> Consigne:
Recopiez intégralement l'extrait sur la promotion de l'innovation au sein du Groupe, sans y changer un seul mot.

Cette puissance de conviction se retrouve à trois niveaux. Tout d'abord un forum annuel de l'innovation ouvert à tous les collaborateurs dans un esprit de vulgarisation des innovations futures. Ensuite un trophée, récompensant en interne les projets les plus innovants. Cependant, la démarche la plus intéressante concerne le show room, espace de démonstration réservé aux invités prestigieux du Top 50 des dirigeants du Groupe. Dans ce lieu, situé au siège même de l'opérateur, les membres du comité de direction générale et leurs n-1 sont sensibilisés aux innovations.
C'est aussi un lieu d'échanges entre, par exemple, chercheurs et marketeurs. Le but du show room, ouvert depuis le 9 mai 2005, est de faire des technologies et de l'innovation une “évidence”.

Données enregistrées:
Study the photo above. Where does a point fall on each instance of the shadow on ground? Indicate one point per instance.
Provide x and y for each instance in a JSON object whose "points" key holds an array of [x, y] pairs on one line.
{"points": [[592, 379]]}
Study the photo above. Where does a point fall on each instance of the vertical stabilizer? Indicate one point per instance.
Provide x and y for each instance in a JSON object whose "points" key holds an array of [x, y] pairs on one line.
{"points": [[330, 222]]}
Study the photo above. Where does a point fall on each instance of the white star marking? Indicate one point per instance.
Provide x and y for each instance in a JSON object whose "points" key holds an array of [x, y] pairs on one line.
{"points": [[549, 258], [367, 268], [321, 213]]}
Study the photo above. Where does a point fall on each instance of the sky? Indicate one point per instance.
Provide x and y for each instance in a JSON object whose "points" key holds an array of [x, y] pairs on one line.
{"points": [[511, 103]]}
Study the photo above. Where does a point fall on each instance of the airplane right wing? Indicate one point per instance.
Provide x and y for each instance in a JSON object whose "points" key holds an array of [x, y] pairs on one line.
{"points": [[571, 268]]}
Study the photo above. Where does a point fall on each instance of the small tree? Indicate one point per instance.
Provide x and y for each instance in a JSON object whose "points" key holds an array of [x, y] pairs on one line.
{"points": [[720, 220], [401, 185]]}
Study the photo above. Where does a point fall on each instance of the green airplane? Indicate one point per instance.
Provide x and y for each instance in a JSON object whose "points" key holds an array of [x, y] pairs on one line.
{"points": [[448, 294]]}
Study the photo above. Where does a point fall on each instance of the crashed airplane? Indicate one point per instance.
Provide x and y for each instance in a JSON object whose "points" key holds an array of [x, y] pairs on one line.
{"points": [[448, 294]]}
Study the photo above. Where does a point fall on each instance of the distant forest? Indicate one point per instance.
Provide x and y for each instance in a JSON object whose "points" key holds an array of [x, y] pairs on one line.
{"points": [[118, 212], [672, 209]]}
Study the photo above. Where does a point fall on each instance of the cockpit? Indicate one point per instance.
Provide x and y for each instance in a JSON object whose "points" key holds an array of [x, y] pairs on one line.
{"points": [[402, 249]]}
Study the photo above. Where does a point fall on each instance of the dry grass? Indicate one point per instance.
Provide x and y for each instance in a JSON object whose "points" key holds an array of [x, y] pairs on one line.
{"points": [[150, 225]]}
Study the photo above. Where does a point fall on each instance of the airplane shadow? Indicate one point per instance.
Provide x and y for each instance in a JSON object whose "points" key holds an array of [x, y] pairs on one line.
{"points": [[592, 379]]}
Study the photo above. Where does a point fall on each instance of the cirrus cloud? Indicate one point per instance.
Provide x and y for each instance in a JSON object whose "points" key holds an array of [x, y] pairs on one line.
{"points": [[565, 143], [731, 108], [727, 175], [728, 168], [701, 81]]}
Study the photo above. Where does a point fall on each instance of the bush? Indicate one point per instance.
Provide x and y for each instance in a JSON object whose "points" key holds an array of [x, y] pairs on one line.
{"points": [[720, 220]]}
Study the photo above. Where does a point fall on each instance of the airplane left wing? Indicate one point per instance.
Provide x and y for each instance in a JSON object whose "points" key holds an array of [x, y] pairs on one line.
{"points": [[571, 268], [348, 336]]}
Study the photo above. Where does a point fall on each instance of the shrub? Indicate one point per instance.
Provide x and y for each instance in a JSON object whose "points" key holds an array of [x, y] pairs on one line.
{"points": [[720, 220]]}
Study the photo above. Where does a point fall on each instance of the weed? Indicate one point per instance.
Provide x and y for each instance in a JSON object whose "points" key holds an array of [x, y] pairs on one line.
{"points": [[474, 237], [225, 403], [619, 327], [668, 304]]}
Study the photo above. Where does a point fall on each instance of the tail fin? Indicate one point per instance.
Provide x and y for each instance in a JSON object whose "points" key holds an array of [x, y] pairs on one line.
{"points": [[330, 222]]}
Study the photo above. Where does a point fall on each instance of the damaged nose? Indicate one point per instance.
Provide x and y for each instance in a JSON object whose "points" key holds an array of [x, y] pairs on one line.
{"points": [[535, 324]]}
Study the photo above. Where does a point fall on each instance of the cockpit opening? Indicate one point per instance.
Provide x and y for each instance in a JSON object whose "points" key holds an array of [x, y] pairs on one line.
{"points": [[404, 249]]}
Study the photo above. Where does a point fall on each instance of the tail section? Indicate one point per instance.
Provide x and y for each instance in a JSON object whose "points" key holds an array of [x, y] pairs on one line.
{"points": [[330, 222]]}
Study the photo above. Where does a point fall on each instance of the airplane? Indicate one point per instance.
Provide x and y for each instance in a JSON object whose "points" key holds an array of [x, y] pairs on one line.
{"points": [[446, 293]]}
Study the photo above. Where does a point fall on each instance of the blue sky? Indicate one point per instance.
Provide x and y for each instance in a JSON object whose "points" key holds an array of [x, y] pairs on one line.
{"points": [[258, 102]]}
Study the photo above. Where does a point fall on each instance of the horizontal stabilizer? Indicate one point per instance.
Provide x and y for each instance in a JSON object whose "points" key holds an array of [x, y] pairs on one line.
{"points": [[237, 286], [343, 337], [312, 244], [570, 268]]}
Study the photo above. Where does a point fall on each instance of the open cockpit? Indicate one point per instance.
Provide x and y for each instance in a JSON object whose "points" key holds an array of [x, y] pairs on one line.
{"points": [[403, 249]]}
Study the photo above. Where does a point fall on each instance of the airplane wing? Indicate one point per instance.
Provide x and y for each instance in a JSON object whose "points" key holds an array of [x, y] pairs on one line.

> Réponse:
Cette puissance de conviction se retrouve à trois niveaux. Tout d'abord un forum annuel de l'innovation ouvert à tous les collaborateurs dans un esprit de vulgarisation des innovations futures. Ensuite un trophée, récompensant en interne les projets les plus innovants. Cependant, la démarche la plus intéressante concerne le show room, espace de démonstration réservé aux invités prestigieux du Top 50 des dirigeants du Groupe. Dans ce lieu, situé au siège même de l'opérateur, les membres du comité de direction générale et leurs n-1 sont sensibilisés aux innovations.
C'est aussi un lieu d'échanges entre, par exemple, chercheurs et marketeurs. Le but du show room, ouvert depuis le 9 mai 2005, est de faire des technologies et de l'innovation une “évidence”.